* To be done:
Return the records unchanged from their first line up to and including the line with "x=144 y=101".

— BEGIN The input —

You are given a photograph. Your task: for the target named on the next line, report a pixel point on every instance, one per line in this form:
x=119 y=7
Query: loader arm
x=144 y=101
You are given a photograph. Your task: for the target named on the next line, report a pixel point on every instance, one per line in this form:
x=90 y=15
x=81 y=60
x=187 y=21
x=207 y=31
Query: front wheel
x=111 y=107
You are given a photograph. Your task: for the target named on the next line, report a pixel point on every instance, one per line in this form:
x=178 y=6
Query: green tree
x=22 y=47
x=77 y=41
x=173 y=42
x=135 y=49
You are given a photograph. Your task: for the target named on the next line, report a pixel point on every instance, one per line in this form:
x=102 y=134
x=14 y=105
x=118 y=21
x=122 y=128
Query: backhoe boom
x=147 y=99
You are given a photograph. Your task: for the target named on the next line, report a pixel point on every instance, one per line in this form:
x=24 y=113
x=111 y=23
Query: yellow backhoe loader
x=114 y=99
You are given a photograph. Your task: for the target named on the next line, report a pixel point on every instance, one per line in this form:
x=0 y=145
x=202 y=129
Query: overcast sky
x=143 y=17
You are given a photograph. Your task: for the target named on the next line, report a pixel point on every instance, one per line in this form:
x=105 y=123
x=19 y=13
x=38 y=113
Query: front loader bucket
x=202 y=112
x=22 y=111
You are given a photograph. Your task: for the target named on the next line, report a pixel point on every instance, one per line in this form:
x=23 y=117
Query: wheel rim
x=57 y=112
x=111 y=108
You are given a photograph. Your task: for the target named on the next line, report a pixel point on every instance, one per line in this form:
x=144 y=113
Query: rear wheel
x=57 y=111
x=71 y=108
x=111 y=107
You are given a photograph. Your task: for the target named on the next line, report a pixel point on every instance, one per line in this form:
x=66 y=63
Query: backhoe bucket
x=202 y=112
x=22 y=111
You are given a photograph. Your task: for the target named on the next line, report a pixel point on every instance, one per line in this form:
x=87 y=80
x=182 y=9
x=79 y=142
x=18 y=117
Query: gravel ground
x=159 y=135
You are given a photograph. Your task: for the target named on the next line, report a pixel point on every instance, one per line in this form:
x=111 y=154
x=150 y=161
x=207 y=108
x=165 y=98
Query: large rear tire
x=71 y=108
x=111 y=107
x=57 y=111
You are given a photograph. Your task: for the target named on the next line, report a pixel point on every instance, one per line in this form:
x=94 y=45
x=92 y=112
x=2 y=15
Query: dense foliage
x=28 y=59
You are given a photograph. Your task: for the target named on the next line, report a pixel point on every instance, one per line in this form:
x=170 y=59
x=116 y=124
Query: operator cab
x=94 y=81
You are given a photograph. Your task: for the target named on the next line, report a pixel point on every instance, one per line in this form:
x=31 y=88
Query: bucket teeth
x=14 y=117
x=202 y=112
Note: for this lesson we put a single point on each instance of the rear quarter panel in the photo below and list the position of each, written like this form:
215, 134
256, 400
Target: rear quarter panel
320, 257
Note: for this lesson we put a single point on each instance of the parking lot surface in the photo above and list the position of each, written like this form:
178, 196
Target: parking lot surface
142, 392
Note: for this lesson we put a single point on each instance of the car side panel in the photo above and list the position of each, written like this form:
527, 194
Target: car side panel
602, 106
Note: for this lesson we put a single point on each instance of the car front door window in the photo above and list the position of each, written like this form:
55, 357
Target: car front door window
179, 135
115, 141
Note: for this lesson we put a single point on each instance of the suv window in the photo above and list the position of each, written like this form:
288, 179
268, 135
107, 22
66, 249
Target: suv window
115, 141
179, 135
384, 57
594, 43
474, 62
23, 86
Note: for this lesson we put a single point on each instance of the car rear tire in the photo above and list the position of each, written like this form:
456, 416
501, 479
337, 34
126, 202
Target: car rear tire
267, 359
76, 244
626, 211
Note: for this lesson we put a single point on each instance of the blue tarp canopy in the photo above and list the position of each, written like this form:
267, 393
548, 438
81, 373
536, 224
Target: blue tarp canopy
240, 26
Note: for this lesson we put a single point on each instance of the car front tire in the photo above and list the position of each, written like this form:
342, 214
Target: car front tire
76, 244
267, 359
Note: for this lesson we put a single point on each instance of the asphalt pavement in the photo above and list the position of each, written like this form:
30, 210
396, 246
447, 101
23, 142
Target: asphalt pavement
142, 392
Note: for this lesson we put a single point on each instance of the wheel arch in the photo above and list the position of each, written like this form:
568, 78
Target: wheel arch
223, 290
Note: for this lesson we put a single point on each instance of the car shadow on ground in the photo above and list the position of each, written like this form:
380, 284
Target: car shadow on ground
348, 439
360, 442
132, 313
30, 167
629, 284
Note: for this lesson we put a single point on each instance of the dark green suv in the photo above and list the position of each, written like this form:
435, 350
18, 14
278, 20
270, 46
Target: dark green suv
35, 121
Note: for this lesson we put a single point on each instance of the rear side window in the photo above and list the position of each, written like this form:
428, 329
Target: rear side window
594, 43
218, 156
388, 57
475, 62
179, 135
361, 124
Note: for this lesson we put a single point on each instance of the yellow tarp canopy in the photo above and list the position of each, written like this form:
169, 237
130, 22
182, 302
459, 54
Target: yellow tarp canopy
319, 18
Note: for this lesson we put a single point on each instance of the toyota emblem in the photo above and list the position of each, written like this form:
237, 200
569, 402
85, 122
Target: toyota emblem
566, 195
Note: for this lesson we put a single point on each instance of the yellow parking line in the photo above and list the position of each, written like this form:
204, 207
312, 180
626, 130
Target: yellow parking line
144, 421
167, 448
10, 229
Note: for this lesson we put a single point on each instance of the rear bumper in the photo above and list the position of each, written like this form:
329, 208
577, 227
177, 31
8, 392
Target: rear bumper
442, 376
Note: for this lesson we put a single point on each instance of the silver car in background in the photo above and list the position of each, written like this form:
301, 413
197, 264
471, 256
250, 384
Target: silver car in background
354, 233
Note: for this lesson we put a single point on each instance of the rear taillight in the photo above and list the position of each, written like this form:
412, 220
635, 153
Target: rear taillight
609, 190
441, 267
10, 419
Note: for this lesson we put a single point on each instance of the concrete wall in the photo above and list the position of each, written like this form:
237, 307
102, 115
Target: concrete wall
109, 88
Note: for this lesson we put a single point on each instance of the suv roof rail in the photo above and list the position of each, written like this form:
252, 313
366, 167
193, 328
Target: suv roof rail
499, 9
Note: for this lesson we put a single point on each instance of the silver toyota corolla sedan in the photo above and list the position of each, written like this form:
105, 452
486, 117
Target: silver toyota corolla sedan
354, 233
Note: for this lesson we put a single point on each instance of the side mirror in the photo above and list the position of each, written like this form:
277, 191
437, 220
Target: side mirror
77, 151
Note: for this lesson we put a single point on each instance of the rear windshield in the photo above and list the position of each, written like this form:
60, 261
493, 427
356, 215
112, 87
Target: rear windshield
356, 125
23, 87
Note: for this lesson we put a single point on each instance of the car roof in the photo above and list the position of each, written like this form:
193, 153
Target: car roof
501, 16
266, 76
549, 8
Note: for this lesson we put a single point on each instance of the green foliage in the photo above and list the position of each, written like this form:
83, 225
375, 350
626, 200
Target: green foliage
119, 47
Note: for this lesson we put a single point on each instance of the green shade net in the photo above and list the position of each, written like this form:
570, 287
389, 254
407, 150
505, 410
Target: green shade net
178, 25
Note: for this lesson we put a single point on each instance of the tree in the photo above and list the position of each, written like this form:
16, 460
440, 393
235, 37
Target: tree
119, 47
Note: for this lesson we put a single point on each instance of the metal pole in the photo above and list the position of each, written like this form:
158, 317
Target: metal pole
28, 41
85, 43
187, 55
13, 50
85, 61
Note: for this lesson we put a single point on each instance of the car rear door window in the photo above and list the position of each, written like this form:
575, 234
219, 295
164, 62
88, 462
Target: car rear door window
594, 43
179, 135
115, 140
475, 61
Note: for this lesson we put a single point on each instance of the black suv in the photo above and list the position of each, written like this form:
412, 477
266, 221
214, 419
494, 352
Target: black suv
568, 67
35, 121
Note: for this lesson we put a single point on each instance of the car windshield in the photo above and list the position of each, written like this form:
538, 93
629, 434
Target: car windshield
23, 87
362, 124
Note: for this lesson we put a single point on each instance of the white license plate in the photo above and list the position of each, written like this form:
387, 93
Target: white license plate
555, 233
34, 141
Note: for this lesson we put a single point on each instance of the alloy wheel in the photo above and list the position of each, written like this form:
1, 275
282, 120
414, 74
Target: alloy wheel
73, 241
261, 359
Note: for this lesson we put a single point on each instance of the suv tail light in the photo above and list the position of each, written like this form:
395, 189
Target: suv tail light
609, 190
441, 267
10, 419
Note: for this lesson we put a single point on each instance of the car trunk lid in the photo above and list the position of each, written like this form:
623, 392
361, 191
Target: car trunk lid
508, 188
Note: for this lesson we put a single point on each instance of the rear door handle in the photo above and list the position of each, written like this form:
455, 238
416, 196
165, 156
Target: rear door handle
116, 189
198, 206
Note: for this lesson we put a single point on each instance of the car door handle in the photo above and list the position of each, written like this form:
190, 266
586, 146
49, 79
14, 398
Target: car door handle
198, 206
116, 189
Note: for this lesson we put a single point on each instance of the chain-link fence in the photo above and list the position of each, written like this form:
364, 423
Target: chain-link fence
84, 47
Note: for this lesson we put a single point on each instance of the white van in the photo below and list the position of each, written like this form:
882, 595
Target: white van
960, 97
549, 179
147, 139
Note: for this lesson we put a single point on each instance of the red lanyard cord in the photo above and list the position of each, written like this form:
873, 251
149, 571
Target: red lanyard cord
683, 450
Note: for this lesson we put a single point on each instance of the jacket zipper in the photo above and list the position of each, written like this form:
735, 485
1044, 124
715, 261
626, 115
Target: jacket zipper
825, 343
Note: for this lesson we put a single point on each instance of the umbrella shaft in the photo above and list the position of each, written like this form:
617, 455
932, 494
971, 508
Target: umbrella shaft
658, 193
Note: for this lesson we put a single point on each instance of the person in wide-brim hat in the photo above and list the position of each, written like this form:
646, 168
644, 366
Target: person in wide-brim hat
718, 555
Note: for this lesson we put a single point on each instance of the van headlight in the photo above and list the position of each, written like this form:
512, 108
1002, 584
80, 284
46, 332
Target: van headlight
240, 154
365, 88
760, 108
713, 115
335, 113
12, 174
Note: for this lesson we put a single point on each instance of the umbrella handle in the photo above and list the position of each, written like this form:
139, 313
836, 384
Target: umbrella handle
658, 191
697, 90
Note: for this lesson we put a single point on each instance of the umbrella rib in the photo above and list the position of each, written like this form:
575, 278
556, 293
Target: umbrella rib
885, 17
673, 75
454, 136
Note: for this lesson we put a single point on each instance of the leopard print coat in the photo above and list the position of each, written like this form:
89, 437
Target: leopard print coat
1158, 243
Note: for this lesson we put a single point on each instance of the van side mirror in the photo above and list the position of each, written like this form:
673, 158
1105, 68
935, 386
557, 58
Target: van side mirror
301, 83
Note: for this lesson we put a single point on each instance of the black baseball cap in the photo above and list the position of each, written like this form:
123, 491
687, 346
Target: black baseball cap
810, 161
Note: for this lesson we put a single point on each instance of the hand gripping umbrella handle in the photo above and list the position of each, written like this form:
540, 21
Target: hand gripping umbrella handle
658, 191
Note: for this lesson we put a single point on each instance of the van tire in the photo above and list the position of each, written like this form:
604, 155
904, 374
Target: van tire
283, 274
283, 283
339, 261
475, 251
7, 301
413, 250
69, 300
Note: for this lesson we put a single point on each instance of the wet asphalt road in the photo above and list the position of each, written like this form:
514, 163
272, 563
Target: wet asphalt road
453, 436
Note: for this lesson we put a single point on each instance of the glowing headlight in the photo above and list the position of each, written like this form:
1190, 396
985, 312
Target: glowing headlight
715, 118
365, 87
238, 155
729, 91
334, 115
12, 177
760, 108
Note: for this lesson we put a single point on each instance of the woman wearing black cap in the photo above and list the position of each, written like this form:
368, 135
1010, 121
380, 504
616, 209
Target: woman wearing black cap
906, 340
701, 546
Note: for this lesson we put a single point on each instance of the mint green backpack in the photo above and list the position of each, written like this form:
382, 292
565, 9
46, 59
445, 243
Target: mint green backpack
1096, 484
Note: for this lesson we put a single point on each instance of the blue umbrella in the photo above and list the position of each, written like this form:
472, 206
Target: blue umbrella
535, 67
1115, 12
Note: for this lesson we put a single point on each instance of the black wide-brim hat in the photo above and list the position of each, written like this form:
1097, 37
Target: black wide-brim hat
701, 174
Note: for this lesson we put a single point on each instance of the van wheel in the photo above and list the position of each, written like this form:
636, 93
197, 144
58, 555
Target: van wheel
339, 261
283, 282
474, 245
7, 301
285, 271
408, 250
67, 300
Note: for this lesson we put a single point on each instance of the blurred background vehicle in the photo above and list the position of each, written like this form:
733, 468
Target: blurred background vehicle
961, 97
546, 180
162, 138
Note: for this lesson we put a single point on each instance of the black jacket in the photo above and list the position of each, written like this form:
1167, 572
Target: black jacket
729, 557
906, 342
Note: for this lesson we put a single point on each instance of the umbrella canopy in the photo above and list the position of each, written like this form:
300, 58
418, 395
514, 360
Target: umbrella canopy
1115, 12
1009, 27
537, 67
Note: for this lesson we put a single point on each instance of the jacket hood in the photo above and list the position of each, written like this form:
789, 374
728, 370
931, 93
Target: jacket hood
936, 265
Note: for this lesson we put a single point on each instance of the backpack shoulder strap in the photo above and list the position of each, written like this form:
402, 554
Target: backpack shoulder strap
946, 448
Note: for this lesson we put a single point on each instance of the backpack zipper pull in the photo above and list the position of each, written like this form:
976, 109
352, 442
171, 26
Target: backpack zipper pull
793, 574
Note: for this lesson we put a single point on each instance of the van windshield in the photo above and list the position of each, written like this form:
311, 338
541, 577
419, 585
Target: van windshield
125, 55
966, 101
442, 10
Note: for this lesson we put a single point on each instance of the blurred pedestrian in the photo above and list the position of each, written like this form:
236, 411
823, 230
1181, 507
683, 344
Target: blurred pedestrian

— END The input —

* Complete response:
You are given a photograph. Your task: for the target named on the next line, report a pixel point on every instance, one per line in this form:
x=119 y=7
Query: loader arm
x=144 y=101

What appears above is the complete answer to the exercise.